## [EXCERPTED DATA]

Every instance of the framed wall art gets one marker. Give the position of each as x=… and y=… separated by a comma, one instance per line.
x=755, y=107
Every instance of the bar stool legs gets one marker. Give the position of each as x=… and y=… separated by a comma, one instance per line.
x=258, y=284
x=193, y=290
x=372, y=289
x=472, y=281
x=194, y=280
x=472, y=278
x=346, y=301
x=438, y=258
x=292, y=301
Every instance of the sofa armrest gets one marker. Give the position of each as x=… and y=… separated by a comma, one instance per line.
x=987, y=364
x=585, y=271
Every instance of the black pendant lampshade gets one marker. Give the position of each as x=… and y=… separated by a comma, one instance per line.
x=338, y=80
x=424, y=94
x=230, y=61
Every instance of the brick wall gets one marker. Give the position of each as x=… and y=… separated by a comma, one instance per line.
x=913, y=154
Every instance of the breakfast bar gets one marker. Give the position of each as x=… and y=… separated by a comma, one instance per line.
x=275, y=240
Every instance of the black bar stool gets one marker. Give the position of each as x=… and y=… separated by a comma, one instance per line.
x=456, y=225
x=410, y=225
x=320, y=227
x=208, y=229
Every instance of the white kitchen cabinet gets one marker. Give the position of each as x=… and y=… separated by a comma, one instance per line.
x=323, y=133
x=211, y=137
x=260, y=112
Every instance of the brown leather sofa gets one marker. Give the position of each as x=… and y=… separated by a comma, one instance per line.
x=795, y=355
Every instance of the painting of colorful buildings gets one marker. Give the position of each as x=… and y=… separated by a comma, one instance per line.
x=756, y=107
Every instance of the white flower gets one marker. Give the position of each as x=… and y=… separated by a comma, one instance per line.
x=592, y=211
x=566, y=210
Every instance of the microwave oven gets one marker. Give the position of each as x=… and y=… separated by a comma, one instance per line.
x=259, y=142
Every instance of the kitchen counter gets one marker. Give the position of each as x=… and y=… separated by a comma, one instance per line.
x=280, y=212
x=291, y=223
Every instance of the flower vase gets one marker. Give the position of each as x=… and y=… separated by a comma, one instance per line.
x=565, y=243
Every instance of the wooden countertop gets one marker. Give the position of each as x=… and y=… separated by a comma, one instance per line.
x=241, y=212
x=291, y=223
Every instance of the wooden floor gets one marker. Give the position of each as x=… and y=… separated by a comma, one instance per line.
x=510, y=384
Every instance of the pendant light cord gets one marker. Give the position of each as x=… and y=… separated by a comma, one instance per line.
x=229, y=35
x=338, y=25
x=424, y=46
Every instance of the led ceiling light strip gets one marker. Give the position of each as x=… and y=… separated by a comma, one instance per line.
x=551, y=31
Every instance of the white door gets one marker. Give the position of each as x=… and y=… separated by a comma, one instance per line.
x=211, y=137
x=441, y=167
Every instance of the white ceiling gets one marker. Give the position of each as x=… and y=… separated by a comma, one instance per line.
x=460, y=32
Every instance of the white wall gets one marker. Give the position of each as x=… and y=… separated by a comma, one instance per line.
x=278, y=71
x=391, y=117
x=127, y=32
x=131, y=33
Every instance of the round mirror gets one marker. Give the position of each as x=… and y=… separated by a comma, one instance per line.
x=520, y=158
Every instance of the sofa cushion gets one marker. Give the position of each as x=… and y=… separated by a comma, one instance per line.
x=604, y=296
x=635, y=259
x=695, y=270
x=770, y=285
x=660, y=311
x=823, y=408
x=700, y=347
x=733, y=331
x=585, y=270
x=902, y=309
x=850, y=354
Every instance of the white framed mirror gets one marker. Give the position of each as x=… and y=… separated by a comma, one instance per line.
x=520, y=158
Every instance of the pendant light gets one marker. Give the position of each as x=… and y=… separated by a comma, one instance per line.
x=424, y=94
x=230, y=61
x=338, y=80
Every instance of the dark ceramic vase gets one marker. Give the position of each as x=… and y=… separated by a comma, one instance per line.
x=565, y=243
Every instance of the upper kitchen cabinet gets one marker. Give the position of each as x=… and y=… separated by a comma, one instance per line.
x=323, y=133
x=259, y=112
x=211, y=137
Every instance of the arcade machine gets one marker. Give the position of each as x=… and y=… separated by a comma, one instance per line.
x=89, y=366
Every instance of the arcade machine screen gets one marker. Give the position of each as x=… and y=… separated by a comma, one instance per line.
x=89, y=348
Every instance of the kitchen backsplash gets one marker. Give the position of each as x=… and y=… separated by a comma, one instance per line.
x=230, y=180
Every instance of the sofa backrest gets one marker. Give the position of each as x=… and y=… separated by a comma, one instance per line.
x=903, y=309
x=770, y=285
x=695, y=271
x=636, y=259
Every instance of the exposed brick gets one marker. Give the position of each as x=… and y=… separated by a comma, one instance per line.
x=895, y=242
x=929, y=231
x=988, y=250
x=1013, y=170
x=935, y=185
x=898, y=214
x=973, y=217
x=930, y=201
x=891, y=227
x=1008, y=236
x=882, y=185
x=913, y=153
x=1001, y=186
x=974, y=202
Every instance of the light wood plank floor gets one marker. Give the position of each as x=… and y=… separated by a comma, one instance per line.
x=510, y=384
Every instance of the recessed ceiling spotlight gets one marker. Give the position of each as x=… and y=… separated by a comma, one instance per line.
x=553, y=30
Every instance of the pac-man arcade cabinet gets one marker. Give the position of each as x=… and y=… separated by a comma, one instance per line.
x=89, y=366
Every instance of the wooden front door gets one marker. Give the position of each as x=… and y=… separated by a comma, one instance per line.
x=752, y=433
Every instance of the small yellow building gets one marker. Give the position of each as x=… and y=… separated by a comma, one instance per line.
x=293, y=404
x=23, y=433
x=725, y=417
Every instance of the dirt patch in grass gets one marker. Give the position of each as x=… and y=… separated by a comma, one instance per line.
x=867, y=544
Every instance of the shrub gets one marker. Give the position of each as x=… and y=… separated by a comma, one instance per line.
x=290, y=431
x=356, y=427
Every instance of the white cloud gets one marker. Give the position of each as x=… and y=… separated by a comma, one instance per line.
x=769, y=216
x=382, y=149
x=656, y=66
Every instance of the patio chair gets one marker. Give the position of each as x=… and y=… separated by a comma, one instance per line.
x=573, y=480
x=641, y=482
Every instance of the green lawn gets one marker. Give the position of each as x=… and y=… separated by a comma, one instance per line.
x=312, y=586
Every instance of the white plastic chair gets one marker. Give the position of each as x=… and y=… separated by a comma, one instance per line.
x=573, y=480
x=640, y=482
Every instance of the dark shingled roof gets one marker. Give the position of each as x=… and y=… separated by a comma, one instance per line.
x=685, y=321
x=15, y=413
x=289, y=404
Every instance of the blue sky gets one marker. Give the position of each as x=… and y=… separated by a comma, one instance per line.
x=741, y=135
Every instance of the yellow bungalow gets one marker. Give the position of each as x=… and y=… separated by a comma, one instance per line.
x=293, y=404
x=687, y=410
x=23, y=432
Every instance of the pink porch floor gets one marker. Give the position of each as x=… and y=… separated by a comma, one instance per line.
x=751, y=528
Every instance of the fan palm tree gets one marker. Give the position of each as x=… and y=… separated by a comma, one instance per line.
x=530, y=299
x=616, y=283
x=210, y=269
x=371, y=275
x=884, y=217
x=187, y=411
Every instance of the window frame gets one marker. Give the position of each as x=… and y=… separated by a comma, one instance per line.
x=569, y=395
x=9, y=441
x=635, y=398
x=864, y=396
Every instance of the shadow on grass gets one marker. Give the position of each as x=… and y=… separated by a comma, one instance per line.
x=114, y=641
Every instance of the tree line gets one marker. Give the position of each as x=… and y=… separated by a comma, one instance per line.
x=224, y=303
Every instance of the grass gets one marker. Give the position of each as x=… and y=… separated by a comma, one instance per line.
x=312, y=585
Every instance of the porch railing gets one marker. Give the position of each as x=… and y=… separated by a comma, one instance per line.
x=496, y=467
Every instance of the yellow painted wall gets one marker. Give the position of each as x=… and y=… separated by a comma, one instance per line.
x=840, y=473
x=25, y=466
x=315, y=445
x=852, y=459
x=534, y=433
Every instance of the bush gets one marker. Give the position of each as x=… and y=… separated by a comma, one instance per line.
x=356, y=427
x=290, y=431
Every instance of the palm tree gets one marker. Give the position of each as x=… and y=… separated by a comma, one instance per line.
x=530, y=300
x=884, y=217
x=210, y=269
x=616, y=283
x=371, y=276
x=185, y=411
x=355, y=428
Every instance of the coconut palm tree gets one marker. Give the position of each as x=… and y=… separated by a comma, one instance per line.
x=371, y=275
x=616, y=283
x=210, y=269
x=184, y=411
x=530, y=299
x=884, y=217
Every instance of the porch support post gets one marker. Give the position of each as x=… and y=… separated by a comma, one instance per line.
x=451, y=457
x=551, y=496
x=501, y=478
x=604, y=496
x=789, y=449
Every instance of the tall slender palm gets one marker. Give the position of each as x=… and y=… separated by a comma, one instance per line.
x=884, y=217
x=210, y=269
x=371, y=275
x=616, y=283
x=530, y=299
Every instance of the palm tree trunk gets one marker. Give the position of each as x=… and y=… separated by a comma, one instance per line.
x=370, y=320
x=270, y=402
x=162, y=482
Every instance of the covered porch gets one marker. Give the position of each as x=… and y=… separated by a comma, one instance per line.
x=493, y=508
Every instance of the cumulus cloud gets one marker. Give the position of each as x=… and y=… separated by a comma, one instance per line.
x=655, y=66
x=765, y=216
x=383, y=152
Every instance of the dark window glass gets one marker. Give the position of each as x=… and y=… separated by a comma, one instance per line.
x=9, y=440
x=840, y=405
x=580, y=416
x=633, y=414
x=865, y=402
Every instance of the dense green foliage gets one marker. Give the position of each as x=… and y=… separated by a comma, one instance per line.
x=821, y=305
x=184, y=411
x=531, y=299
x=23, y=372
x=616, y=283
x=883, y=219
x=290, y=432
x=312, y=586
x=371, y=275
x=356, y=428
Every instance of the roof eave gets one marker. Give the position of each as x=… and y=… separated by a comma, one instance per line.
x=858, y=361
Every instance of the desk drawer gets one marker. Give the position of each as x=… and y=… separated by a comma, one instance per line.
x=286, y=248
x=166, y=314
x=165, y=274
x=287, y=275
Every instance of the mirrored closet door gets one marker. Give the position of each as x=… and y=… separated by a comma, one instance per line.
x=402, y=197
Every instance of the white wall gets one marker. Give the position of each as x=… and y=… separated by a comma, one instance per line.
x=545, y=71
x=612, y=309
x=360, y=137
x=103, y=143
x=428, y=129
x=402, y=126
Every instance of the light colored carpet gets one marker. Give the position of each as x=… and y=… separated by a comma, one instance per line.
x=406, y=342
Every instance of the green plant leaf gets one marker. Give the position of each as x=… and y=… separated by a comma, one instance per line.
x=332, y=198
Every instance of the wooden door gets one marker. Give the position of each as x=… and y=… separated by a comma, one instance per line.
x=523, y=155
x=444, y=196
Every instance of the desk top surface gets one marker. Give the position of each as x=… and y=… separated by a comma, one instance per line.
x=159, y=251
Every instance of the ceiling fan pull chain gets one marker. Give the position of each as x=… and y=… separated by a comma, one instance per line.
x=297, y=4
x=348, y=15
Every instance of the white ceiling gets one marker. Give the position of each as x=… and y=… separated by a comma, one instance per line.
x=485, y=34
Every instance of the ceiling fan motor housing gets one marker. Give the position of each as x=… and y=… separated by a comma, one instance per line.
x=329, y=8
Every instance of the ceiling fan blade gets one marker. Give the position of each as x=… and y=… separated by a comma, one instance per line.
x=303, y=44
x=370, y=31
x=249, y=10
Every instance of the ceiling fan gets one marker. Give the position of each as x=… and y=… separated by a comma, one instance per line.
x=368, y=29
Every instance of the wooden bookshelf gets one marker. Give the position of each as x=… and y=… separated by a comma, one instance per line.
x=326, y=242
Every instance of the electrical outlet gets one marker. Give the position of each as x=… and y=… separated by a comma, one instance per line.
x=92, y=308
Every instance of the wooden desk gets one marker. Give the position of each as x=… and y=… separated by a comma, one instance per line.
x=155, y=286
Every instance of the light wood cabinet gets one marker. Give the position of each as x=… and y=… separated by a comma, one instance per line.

## [PROBLEM]
Please rewrite the listing from the line with "Every instance of the wooden desk" to the line with "x=155, y=286", swapping "wooden desk" for "writing table" and leaving everything else unchanged.

## [THE SOLUTION]
Every instance of the writing table gets one marker. Give the position of each as x=… and y=… separated by a comma, one instance per line.
x=155, y=286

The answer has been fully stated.